### EXERCISE AIM
Copy the listing below line for line, leaving every character unchanged.

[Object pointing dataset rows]
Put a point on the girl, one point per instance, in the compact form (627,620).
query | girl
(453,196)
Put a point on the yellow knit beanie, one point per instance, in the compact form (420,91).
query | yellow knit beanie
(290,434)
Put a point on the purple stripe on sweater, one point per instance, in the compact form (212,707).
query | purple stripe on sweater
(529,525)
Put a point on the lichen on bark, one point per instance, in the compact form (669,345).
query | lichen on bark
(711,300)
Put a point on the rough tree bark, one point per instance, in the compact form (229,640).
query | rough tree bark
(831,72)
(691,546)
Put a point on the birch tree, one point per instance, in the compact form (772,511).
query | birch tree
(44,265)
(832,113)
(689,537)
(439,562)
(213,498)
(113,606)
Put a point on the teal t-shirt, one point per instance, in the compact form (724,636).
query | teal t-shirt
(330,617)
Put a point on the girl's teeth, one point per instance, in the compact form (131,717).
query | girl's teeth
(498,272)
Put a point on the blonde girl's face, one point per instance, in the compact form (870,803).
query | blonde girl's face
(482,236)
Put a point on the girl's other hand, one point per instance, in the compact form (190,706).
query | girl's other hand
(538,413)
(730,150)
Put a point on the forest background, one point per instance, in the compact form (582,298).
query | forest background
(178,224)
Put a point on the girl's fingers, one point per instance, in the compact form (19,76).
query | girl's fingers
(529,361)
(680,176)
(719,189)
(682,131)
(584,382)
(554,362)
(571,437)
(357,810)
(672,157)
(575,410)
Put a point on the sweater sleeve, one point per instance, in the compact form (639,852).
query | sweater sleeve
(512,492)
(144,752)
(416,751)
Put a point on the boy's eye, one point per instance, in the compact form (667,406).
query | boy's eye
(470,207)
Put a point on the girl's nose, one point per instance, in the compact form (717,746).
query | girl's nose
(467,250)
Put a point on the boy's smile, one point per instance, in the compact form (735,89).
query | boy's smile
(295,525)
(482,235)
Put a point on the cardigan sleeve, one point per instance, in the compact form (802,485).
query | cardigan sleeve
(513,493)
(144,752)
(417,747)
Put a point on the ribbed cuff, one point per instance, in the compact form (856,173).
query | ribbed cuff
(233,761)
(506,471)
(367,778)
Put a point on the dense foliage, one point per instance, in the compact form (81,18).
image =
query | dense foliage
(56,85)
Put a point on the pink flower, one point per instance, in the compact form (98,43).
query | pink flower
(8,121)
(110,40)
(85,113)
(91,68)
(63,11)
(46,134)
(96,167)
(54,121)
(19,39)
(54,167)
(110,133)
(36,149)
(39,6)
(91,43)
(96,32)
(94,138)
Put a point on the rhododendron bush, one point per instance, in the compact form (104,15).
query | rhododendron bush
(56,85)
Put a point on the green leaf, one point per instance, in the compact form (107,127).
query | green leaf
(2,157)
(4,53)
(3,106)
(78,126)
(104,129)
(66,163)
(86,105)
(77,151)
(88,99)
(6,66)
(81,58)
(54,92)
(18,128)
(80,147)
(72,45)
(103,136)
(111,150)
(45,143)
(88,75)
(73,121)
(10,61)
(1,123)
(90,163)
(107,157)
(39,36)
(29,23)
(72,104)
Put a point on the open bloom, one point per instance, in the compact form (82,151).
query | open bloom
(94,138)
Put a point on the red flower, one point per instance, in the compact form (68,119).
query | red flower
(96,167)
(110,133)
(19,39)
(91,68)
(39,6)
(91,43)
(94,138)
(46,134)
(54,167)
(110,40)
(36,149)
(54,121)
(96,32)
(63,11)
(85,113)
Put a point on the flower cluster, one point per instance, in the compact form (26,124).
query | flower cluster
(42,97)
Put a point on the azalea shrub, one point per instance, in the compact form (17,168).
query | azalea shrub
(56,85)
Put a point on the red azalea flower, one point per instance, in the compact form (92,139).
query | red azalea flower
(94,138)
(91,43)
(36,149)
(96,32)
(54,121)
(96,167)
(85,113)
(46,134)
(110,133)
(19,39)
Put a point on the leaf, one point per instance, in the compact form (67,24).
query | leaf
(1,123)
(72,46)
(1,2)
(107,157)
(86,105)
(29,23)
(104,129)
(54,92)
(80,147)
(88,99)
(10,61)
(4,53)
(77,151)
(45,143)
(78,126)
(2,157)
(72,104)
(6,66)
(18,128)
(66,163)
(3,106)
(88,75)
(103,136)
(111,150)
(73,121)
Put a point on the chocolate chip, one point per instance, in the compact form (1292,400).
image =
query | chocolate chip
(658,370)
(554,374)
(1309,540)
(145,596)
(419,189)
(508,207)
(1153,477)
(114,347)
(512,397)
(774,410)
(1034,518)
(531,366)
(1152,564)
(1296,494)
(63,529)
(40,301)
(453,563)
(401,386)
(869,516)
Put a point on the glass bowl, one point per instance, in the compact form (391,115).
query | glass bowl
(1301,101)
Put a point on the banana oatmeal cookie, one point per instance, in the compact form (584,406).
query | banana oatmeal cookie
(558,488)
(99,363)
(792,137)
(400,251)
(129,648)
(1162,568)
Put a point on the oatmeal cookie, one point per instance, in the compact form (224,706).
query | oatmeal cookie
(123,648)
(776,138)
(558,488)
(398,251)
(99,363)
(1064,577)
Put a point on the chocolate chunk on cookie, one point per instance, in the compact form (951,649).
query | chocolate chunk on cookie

### SOLUTION FOR THIS PROBLEM
Put a point on the girl, one point per instance, in the compact form (627,620).
query | girl
(453,196)
Put a point on the yellow knit beanie, one point per instance, in the compact form (420,91).
query | yellow knit beanie
(290,434)
Put a point on the purple stripe on sweater, one point per instance, in the compact form (212,707).
query | purple stripe on sweater
(529,525)
Put a point on the lichen on bark, one point per instance, in the compact form (669,345).
query | lichen on bark
(711,300)
Put a point on the rough tree bark, one point per instance, in the compact form (229,640).
query | rough tree bark
(831,72)
(691,546)
Put a point on the birch tree, one point per instance, in the compact form (772,511).
query | birch tree
(44,265)
(832,113)
(689,537)
(439,562)
(213,498)
(113,606)
Put a point on the teal t-shirt, one point per instance, in the compact form (724,636).
query | teal t-shirt
(330,617)
Put a point on the girl's teeth, one point per instance, in the compact form (131,717).
query | girl's teeth
(498,272)
Put a point on the blonde girl's face, one point per instance, in the compact form (870,803).
query | blonde girl's face
(482,236)
Put a point on the girl's other hand, one point per instance, in the compact form (190,706).
query | girl's other hand
(538,413)
(730,150)
Put a point on the forest background, one point per instance, in the compact form (582,298).
query | forest background
(178,224)
Put a point on the girl's fingers, one point per instance, in the compact form (19,76).
query | girl's fingers
(529,361)
(680,176)
(719,189)
(682,131)
(584,382)
(554,362)
(571,437)
(357,810)
(672,157)
(575,410)
Put a point on the sweater sleeve, one point per instance, in the compact form (639,852).
query | sweater sleeve
(512,492)
(144,752)
(416,751)
Put a point on the boy's eye, one point per instance, in the compact form (667,406).
query | boy's eye
(470,207)
Put a point on the girl's nose, one point per instance, in the compact form (717,746).
query | girl's nose
(467,250)
Put a point on the boy's smile, one point per instance, in the compact form (735,89).
query | boy's smile
(295,525)
(482,235)
Put a point on the cardigan sleeve, one point per instance, in the compact form (802,485).
query | cardigan sleeve
(513,493)
(144,752)
(417,747)
Put a point on the ribbed cuff, one point per instance, in the compact form (856,173).
query | ribbed cuff
(233,761)
(506,471)
(367,778)
Put a point on the dense foliage, one point per instance, in the compact form (81,18).
image =
query | dense foliage
(56,85)
Put a point on the pink flower, one point per instance, in the compact form (98,43).
query | pink flower
(8,121)
(110,40)
(85,113)
(91,68)
(63,11)
(46,134)
(96,167)
(54,121)
(19,39)
(54,167)
(110,133)
(36,149)
(39,6)
(91,43)
(96,32)
(94,138)
Put a point on the rhododendron bush, one point per instance, in the compact form (104,15).
query | rhododendron bush
(56,85)
Put a point on the green leaf, one point per instance, in the compact form (107,127).
query | green leaf
(2,157)
(4,53)
(3,106)
(78,126)
(104,129)
(66,163)
(86,105)
(77,151)
(88,99)
(6,66)
(81,58)
(54,92)
(18,128)
(80,147)
(72,45)
(103,136)
(111,150)
(45,143)
(88,75)
(73,121)
(10,61)
(1,123)
(90,163)
(107,157)
(39,36)
(29,23)
(72,104)
Put a point on the open bloom, one point per instance, in the compact form (82,151).
query | open bloom
(94,138)
Put a point on the red flower, one point per instance, in the compact form (68,119).
query | red flower
(96,167)
(110,133)
(19,39)
(91,68)
(39,6)
(91,43)
(94,138)
(46,134)
(54,167)
(110,40)
(36,149)
(54,121)
(96,32)
(63,11)
(85,113)
Put a point on the flower cluster, one point per instance, in the compact form (26,124).
query | flower cluster
(42,97)
Put a point on the azalea shrub, one point per instance, in the compact form (17,168).
query | azalea shrub
(56,85)
Put a point on the red azalea flower, one point per instance, in the compact form (92,139).
query | red azalea flower
(94,138)
(91,43)
(36,149)
(96,32)
(54,121)
(96,167)
(85,113)
(46,134)
(110,133)
(19,39)
Put a point on the leaf, one point per instance, in the compact form (67,24).
query | leaf
(1,123)
(72,46)
(1,2)
(107,157)
(86,105)
(29,23)
(104,129)
(54,92)
(80,147)
(88,99)
(10,61)
(4,53)
(77,151)
(45,143)
(78,126)
(2,157)
(72,104)
(6,66)
(18,128)
(66,163)
(3,106)
(88,75)
(103,136)
(111,150)
(73,121)
Put a point on the chocolate chip, one point per instance, in the compact form (1292,400).
image =
query | chocolate chip
(658,370)
(554,374)
(1309,540)
(145,596)
(419,189)
(508,207)
(1153,477)
(114,347)
(512,397)
(774,410)
(1034,518)
(531,366)
(1152,564)
(1296,494)
(63,529)
(40,301)
(453,563)
(401,386)
(869,516)
Put a point on the glass bowl, one point per instance, in the compact form (391,115).
query | glass bowl
(1301,101)
Put a point on the banana oatmeal cookie, one point per instance, in the compact form (584,406).
query | banana oatmeal cookie
(558,488)
(99,363)
(792,137)
(400,251)
(129,648)
(1162,568)
Put a point on the oatmeal cookie, one point per instance, in the compact form (224,706).
query | oatmeal cookie
(123,648)
(776,138)
(558,488)
(398,251)
(99,363)
(1064,577)
Put a point on the chocolate chunk on cookie, one point per instance, in the compact form (951,649).
query | chocolate chunk on cookie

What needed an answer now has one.